▸ **Tekst**:
....

VVE-RAPPORT
DEFINITIEF RAPPORT VAN HET ONDERZOEK IN HET KADER VAN
DE VOOR- EN VROEGSCHOOLSE EDUCATIE
PEUTERSPEELZAAL DE ROLWIP BASISSCHOOL DE EIBER
Locatie De Rolwip en De Eiber
Brinnr. 10TO Plaats Hardenberg Onderzoeksnummer. 11178
Datum onderzoek 13-11-2012 Datum vaststelling 29-01-2013
1. INLEIDING
Dit rapport is het verslag van een onderzoek van de Inspectie van het Onderwijs naar de kwaliteit van de voor- en vroegschoolse educatie (VVE). VVE is bedoeld voor jonge kinderen die
onvoldoende zijn toegerust voor een soepele instroom in groep 3 van het basisonderwijs, waardoor ze grote kans lopen om achterop te raken.
Dit rapport maakt onderdeel uit van de bestandsopname in de gemeente Hardenberg. In deze gemeente hebben alle voor- en vroegscholen die te maken hebben met VVE een vragenlijst ingevuld waarin zij de stand van zaken op hun (voor)school weergeven. Alle locaties krijgen automatisch een zelfrapportage.

....

▸ **Opdracht a**: Op welke datum is het VVE-rapport vastgesteld?

....

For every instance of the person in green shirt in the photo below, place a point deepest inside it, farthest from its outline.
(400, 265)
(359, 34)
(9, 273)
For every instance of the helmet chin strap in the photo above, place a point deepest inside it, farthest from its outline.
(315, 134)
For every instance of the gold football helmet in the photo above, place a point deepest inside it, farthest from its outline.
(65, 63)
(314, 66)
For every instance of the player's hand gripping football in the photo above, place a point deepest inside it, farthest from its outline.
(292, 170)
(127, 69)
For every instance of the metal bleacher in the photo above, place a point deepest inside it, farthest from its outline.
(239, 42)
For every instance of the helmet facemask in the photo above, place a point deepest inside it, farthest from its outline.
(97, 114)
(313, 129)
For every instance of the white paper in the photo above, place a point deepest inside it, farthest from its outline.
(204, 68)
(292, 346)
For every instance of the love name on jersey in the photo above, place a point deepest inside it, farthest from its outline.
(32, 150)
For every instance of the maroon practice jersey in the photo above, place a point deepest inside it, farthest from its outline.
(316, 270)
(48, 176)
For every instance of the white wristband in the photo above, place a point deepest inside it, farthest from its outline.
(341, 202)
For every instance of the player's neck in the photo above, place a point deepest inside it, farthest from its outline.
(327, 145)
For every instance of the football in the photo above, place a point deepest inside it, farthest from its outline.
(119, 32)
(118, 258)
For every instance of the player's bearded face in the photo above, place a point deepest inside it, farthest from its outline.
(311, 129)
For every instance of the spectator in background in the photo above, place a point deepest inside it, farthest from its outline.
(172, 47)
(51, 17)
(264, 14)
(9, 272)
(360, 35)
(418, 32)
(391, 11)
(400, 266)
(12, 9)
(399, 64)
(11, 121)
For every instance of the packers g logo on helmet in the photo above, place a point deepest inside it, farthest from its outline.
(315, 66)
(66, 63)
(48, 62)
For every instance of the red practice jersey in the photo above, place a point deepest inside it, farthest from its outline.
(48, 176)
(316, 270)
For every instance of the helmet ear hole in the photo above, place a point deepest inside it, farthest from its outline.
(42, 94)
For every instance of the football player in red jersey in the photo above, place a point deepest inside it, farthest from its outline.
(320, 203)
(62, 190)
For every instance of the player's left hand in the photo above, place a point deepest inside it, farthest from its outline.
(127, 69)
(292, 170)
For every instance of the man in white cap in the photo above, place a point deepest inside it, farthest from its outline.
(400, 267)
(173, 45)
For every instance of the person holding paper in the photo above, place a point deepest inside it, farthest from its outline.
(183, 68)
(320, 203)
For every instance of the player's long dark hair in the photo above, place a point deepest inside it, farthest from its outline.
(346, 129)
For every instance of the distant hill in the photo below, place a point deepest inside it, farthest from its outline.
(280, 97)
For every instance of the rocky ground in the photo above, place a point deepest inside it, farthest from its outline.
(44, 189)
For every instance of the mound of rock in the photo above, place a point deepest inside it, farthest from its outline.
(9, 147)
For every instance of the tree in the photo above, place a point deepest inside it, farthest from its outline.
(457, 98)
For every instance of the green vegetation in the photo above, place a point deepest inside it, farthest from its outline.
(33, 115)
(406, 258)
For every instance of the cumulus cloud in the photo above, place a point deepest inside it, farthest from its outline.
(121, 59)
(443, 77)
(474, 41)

....

▸ **Opdracht b**: Geef elke regel uit de records terug waarin de tekenreeks "white" voorkomt. Hoofdletters en kleine letters tellen als verschillend.

▸ **Juiste antwoord a**: 29-01-2013

▸ **Juiste antwoord b**:
For every instance of the white paper in the photo above, place a point deepest inside it, farthest from its outline.
For every instance of the white wristband in the photo above, place a point deepest inside it, farthest from its outline.
For every instance of the man in white cap in the photo above, place a point deepest inside it, farthest from its outline.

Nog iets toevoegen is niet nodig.